→ **WRITTEN TASK**: Below is a listing to transcribe in full and exactly; keep the pictures out.

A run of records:
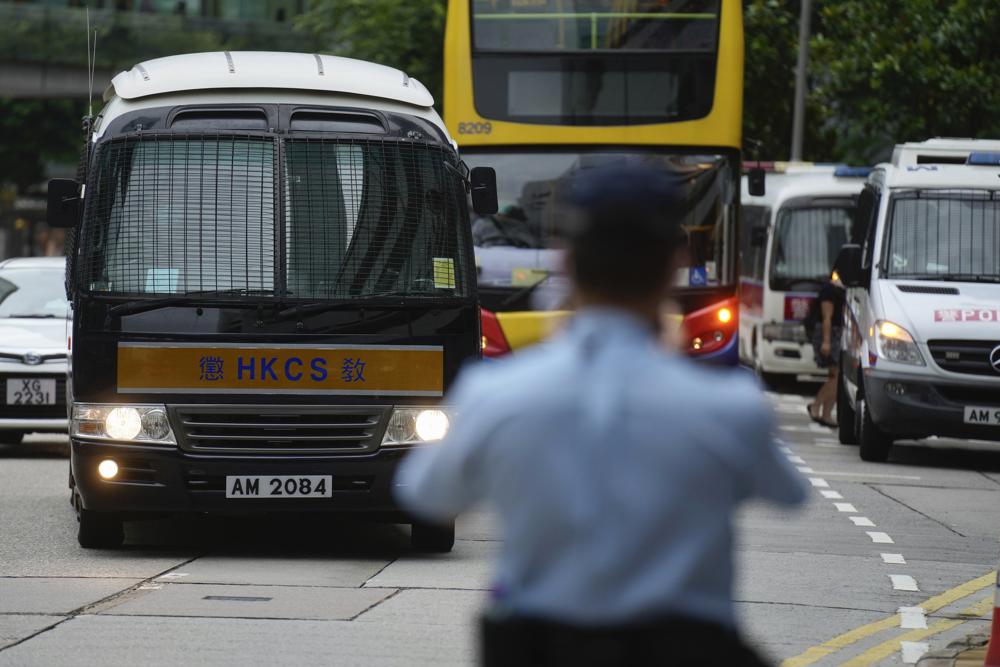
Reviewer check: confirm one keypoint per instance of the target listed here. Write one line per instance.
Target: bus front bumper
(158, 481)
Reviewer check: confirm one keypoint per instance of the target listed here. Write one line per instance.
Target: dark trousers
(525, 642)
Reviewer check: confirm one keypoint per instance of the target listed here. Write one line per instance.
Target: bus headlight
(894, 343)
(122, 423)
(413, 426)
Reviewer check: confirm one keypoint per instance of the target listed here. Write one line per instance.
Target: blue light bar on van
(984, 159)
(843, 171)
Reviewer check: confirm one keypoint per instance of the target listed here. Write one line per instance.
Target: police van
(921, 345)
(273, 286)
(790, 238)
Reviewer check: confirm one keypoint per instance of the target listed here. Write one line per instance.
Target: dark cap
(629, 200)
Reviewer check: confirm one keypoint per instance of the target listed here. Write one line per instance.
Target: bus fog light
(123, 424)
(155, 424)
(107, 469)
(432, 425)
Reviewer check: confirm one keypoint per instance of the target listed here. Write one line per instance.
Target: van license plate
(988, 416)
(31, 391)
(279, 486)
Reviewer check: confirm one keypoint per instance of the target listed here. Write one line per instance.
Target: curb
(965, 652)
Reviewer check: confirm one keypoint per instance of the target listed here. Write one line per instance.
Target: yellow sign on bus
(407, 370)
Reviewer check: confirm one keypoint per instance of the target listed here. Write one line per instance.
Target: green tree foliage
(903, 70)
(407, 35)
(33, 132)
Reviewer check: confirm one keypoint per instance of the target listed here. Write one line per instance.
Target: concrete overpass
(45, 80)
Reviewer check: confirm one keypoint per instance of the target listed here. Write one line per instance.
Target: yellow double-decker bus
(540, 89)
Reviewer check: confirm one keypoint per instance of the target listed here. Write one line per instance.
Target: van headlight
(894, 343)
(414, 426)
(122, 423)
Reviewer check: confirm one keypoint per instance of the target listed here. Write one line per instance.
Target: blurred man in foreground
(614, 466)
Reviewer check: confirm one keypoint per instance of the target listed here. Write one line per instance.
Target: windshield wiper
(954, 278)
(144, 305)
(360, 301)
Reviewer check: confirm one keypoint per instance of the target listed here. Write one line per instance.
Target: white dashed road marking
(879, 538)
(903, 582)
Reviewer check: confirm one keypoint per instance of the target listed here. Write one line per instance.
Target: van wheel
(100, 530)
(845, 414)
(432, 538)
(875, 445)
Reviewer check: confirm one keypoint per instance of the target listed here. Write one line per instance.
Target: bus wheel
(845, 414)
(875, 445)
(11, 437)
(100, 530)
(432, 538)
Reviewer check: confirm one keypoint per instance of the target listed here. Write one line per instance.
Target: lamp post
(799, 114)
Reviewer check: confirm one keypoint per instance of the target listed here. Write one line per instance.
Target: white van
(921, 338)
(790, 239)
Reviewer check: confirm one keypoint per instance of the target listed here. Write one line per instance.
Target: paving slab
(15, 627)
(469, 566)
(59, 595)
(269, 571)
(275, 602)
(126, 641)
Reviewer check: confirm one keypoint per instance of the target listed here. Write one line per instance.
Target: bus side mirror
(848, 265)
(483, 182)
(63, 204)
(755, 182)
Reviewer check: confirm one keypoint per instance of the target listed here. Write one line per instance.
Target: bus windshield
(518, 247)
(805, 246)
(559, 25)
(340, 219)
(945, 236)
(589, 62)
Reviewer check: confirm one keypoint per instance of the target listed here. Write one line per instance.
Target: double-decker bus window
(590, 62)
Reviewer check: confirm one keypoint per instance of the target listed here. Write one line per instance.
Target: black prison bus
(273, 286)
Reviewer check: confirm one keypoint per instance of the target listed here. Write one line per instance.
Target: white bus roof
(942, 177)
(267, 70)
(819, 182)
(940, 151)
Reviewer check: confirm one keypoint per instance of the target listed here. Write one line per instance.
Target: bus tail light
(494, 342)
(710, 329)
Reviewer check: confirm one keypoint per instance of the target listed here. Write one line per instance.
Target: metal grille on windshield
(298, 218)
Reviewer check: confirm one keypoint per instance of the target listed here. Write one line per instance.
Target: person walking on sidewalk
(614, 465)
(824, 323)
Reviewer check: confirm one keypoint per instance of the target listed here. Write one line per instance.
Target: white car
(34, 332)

→ **EXPECTED ANSWER**:
Reviewer check: confirm one keypoint per instance of the target listed here. Write one line per instance.
Target: bus front bumper
(158, 481)
Reviewer check: confirm one keypoint per instance of the target listed here. Write one line per instance.
Target: dark trousers
(525, 642)
Reviewer check: confirm one keypoint per instance of the target listed here. Write one line per instance.
Target: bus headlight
(894, 343)
(122, 423)
(413, 426)
Reviewer check: confirm one keypoint per instance of the target listed here. Write one line per instance.
Target: blue light bar on van
(984, 159)
(843, 171)
Reviewer check: confirm one keypoint per instance of the target listed here. Write one line per instance.
Target: police van
(921, 345)
(273, 286)
(790, 238)
Reviewer check: confirm one keypoint per instance of the target listed here. Write one line per instance.
Target: dark cap
(629, 200)
Reviewer check: confirm one keypoint per instance of the target listed here. Write one line per instance.
Target: bus fog light
(123, 424)
(155, 424)
(107, 469)
(432, 425)
Reviewer check: confirm one keypoint per instance of the target listed here. Write one line per instance.
Target: van license plate
(988, 416)
(31, 391)
(279, 486)
Reviewer check: confirm one keypoint per instance of the target listed here. Write one line per instance.
Target: curb
(965, 652)
Reviewer check: confirm one keypoint per instance of the target listed here. Write one line per instance.
Target: yellow sign on bus
(407, 370)
Reviewer check: confirm one keypoint per instance of the target listed here. Write one line per instance.
Target: green tree foliage
(903, 70)
(407, 35)
(33, 132)
Reviewer check: confirm one keypoint per instance of the target listed here. Write one line per instance.
Target: concrete overpass
(45, 80)
Reviewer check: confirm one keypoint per instance of the target listed here. Write one line per instance.
Target: yellow double-decker bus
(540, 89)
Reviewer check: confirm one keypoint per instance of the target listed here. Write one line per instance.
Target: van headlight
(894, 343)
(414, 426)
(122, 423)
Reviewer check: confirm one keypoint per instance of the target listed here. Write one line per instance.
Target: blurred man in foreground
(614, 466)
Reviewer check: confirm one keypoint per instance of the target listed here. Write one line per instance.
Target: windshield wiper
(954, 278)
(144, 305)
(360, 301)
Reviewer check: confirm one keypoint per instance of the target listed here. Write one line per instance.
Target: white dashed road marking
(879, 538)
(903, 582)
Reviewer check: confirm one keypoint per instance of the target listed here. Write one line per instance.
Target: van wheel
(100, 530)
(845, 414)
(432, 538)
(875, 445)
Reviewer check: confirm one keypoint per instance of the target listed here. Write one line per instance.
Target: bus wheel
(845, 414)
(875, 445)
(11, 437)
(100, 530)
(432, 538)
Reviewer check: confirm one keypoint per instance of the target listed here. Write one line per instance.
Target: lamp post
(799, 114)
Reviewer check: confirm one keypoint per instance of the target listed here. Write one line per instance.
Target: white van
(921, 338)
(790, 239)
Reviewer check: confirm one keypoint per instance of the target listed here. Write one line per instance.
Target: paving slab
(15, 627)
(469, 566)
(59, 595)
(269, 571)
(275, 602)
(126, 641)
Reviewer check: confirm one keypoint per instance of the target listed here. Write one line per instance.
Target: bus side mirror
(848, 265)
(483, 182)
(63, 204)
(755, 182)
Reviewer check: confirm one keypoint per instance of the target listed here. Write one line per instance.
Target: bus windshield
(518, 247)
(805, 246)
(559, 25)
(340, 219)
(945, 236)
(589, 62)
Reviewer check: confirm one keypoint per instance of the target listed here. Write one line per instance.
Target: double-decker bus window
(590, 62)
Reviewer check: confirm one keypoint per instance of the target listed here. Write one line per instance.
Target: black prison bus
(273, 286)
Reviewer check: confirm one keypoint per instance of the target listed here. Write one line per instance.
Target: white bus roof
(942, 177)
(267, 70)
(819, 182)
(940, 151)
Reviewer check: confirm one keypoint per instance of the target listed here. Write one line per instance.
Target: bus tail light
(494, 342)
(710, 329)
Reviewer check: confirm one keypoint per instance of the target listed here. Write one line per instance.
Target: metal grille on windshield
(298, 218)
Reviewer check: confirm one keypoint per instance of the target listed here. Write one line per instance.
Target: person walking on sidewalk
(614, 465)
(824, 323)
Reviewer check: confirm one keypoint per instance of the target listed here. Write one line per instance.
Target: white car
(34, 332)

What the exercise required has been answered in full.